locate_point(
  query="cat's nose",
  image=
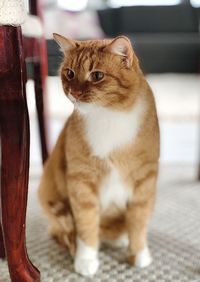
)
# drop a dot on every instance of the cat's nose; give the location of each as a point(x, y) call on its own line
point(76, 94)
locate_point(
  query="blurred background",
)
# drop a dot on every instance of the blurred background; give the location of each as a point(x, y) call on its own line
point(165, 36)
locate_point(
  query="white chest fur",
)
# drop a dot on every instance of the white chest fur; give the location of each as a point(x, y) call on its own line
point(107, 130)
point(114, 191)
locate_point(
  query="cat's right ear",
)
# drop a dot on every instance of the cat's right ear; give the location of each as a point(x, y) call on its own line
point(64, 43)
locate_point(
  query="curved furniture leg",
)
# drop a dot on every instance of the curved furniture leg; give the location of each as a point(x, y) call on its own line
point(2, 249)
point(14, 130)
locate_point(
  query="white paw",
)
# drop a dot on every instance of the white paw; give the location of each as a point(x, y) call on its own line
point(86, 259)
point(86, 267)
point(143, 258)
point(122, 242)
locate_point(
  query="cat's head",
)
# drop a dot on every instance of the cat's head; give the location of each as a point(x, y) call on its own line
point(101, 72)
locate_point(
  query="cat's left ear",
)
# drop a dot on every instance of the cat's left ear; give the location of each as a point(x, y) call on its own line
point(121, 45)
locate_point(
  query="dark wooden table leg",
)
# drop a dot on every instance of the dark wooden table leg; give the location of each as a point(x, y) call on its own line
point(14, 131)
point(2, 249)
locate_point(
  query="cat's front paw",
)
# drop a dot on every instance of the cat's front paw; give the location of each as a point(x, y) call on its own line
point(86, 266)
point(141, 259)
point(86, 259)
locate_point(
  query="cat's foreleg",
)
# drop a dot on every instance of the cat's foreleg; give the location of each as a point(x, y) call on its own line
point(138, 215)
point(85, 207)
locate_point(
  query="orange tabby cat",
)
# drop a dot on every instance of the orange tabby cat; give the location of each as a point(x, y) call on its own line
point(100, 180)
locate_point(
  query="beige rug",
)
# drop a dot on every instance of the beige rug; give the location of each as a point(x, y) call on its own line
point(174, 238)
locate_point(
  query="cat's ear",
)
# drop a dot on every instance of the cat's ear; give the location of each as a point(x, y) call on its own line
point(121, 45)
point(64, 43)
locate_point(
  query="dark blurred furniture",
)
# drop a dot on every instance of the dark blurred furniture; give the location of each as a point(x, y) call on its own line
point(15, 142)
point(165, 38)
point(37, 69)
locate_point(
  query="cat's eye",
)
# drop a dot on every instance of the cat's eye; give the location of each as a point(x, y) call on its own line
point(96, 76)
point(70, 74)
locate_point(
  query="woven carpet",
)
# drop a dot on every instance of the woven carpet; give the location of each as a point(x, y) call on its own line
point(174, 238)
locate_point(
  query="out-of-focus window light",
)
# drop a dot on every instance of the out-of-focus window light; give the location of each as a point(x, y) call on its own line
point(118, 3)
point(195, 3)
point(72, 5)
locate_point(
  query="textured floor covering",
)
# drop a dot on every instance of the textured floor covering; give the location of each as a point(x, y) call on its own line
point(174, 238)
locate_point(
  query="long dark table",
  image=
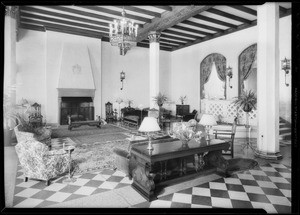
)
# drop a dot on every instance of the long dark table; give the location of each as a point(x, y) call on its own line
point(169, 162)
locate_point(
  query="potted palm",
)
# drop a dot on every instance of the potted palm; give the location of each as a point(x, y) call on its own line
point(247, 101)
point(160, 99)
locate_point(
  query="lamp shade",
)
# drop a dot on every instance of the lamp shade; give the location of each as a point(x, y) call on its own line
point(208, 119)
point(149, 124)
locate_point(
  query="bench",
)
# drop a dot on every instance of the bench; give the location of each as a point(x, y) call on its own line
point(80, 123)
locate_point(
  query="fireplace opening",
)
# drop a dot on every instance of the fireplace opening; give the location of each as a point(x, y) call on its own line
point(79, 108)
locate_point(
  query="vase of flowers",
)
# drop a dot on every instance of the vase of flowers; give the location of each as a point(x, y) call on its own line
point(184, 131)
point(182, 99)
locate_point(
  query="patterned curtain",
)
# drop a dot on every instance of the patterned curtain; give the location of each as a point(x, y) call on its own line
point(205, 70)
point(247, 64)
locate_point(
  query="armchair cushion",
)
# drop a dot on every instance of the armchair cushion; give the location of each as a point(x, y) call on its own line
point(24, 133)
point(40, 163)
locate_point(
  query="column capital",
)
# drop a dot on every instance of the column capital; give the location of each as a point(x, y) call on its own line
point(11, 11)
point(154, 36)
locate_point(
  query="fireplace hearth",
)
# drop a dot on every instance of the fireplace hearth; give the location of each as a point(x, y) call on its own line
point(79, 108)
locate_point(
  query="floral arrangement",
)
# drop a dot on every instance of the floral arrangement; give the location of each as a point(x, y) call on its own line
point(182, 99)
point(185, 131)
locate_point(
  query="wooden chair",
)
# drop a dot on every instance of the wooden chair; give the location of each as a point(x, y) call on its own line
point(227, 134)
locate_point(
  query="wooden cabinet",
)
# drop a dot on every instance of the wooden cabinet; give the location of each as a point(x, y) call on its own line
point(182, 110)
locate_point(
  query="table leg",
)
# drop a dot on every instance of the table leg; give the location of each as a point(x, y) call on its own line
point(143, 180)
point(69, 179)
point(201, 162)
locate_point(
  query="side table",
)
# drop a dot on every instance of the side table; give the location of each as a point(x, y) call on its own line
point(69, 149)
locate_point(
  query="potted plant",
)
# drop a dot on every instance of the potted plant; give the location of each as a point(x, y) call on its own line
point(182, 99)
point(160, 99)
point(247, 101)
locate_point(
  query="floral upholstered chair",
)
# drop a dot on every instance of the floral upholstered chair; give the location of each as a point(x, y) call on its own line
point(41, 134)
point(39, 163)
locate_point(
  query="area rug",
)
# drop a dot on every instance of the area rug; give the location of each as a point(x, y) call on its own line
point(99, 138)
point(97, 156)
point(240, 164)
point(62, 131)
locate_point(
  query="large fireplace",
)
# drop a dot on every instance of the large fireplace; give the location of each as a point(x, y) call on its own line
point(79, 108)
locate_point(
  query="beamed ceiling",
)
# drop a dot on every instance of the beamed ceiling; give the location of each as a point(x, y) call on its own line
point(180, 26)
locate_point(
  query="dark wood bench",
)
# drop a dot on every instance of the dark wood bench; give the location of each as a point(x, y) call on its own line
point(80, 123)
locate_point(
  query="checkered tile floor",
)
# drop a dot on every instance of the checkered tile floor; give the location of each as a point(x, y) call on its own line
point(267, 187)
point(34, 193)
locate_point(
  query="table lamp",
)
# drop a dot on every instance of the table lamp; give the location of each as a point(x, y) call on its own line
point(148, 125)
point(208, 121)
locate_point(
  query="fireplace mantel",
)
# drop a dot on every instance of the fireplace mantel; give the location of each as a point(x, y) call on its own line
point(70, 92)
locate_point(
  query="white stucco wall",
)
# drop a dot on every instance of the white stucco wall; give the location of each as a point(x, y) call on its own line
point(185, 64)
point(135, 64)
point(31, 61)
point(39, 56)
point(285, 45)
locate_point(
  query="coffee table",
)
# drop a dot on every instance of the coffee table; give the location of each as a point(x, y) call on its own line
point(154, 170)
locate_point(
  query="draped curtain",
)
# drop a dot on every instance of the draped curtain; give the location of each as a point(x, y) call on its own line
point(247, 64)
point(205, 70)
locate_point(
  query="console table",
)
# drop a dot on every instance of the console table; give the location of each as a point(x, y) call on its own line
point(80, 123)
point(154, 170)
point(182, 110)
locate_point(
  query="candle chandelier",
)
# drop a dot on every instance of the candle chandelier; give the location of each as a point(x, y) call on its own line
point(123, 33)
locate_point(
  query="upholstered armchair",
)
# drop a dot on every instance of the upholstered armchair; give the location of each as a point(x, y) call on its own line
point(39, 163)
point(41, 134)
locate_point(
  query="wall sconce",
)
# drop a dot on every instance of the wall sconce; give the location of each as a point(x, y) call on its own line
point(229, 74)
point(122, 77)
point(286, 66)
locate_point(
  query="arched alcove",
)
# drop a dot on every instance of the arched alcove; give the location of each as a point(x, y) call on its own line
point(248, 69)
point(213, 70)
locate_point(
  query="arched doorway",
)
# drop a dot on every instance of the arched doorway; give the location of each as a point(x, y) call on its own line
point(248, 69)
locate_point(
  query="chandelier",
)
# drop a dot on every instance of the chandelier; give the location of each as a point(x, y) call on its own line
point(123, 33)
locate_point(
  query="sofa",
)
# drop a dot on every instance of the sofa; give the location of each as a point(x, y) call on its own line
point(132, 116)
point(38, 162)
point(27, 132)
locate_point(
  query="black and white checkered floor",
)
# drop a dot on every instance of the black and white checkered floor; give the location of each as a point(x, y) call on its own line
point(267, 187)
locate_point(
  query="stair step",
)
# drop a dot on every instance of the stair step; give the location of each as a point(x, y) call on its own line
point(284, 130)
point(286, 136)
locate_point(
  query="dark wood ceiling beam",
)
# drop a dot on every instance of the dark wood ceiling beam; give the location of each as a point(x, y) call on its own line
point(139, 10)
point(228, 15)
point(168, 8)
point(215, 21)
point(195, 24)
point(32, 27)
point(175, 38)
point(60, 21)
point(116, 13)
point(65, 16)
point(191, 30)
point(171, 41)
point(169, 19)
point(182, 34)
point(244, 9)
point(228, 31)
point(165, 49)
point(63, 28)
point(167, 41)
point(83, 13)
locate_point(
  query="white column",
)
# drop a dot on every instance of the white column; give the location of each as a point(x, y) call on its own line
point(154, 66)
point(10, 31)
point(268, 80)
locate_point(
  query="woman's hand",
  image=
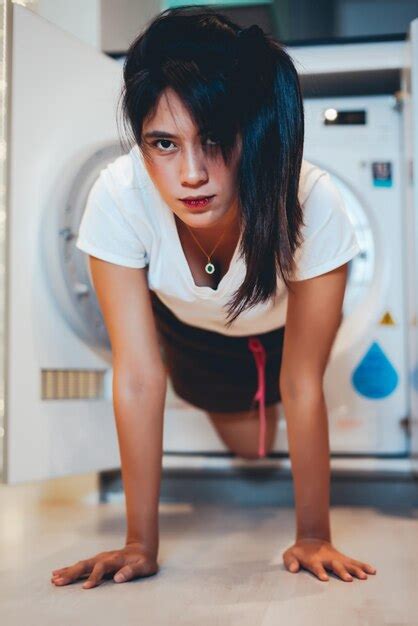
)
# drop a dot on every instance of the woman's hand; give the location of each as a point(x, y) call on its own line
point(317, 554)
point(130, 562)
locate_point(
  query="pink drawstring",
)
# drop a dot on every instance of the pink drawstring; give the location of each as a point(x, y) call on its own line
point(259, 354)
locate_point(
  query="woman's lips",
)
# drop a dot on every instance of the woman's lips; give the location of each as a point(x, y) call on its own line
point(198, 204)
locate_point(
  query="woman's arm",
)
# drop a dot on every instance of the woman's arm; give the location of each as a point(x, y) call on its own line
point(313, 317)
point(139, 390)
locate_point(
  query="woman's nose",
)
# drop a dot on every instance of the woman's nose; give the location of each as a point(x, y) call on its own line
point(193, 170)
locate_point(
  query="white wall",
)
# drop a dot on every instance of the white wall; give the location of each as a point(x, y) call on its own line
point(81, 18)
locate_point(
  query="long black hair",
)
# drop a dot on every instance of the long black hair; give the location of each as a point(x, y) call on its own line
point(232, 81)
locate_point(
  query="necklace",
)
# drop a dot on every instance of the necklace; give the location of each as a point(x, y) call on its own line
point(209, 267)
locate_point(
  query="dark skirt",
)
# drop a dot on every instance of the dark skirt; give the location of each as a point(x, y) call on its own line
point(217, 372)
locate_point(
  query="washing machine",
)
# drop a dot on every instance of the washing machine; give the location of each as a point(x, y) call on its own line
point(359, 141)
point(57, 401)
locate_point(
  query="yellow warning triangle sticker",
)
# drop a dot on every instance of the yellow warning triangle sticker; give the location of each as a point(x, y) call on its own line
point(387, 319)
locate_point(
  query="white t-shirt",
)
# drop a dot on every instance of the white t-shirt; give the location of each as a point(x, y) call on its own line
point(127, 222)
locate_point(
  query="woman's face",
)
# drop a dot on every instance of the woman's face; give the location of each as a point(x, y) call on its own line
point(182, 164)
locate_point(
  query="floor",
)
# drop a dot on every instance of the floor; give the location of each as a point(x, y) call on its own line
point(220, 558)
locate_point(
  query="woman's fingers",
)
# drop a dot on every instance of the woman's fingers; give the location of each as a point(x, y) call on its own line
point(133, 570)
point(365, 566)
point(69, 574)
point(319, 570)
point(102, 567)
point(339, 568)
point(290, 561)
point(356, 570)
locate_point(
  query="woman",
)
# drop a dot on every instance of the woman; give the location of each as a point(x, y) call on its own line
point(216, 112)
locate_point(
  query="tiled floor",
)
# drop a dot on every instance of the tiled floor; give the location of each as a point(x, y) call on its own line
point(220, 564)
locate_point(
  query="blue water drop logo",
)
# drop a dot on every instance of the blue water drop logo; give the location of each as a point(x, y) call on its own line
point(375, 377)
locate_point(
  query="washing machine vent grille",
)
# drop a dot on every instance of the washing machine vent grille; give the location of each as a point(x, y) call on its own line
point(72, 384)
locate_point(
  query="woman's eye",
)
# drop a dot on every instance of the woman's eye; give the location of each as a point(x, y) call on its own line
point(161, 141)
point(209, 141)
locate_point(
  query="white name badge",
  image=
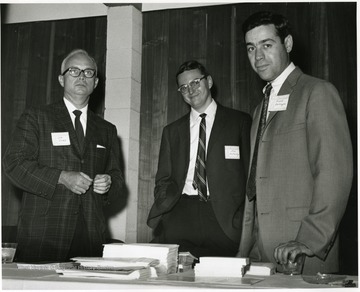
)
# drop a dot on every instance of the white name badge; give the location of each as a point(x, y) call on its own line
point(232, 152)
point(60, 139)
point(279, 103)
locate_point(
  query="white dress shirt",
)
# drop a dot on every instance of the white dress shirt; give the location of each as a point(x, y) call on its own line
point(83, 117)
point(195, 120)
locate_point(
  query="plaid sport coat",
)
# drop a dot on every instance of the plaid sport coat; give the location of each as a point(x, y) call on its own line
point(49, 210)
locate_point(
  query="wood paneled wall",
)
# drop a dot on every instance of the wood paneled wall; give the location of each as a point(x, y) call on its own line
point(324, 46)
point(30, 64)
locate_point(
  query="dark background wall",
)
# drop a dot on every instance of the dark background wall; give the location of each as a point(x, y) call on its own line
point(324, 46)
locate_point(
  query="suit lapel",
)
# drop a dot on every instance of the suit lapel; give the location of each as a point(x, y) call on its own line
point(91, 130)
point(183, 152)
point(286, 88)
point(65, 122)
point(217, 129)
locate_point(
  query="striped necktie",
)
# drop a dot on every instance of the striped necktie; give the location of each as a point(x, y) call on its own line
point(79, 128)
point(199, 182)
point(251, 187)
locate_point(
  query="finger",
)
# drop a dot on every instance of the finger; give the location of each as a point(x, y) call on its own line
point(293, 254)
point(86, 176)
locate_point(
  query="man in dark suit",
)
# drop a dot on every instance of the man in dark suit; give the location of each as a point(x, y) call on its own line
point(204, 222)
point(68, 170)
point(304, 159)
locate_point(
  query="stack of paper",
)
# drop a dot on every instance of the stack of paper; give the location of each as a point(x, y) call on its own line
point(47, 266)
point(97, 263)
point(167, 254)
point(221, 267)
point(261, 269)
point(186, 261)
point(141, 274)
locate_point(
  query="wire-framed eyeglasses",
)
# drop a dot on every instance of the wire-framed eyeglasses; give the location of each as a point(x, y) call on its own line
point(75, 72)
point(193, 84)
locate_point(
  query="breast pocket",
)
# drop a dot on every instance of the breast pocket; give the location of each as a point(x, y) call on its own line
point(100, 159)
point(291, 128)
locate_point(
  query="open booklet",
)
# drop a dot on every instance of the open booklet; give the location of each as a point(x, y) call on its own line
point(95, 263)
point(140, 274)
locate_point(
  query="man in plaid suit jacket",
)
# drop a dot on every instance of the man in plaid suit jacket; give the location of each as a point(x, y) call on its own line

__________

PROBLEM TO WORK ON — Could you copy out everything from the start of the items down to the line that contains "point(114, 191)", with both ends included and the pictures left out?

PROBLEM SOLUTION —
locate_point(
  query="cat's nose",
  image=
)
# drop a dot on every instance of the cat's nose; give the location of each as a point(x, y) call on its own line
point(76, 94)
locate_point(
  query="blurred background",
)
# drop a dot on every instance of the blurred background; give the location of each as a point(x, y) call on its own line
point(165, 36)
locate_point(
  query="white chest fur",
)
# drop a dot on every instance of the white chest fur; give the location of each as a point(x, y) call on its own line
point(107, 130)
point(114, 191)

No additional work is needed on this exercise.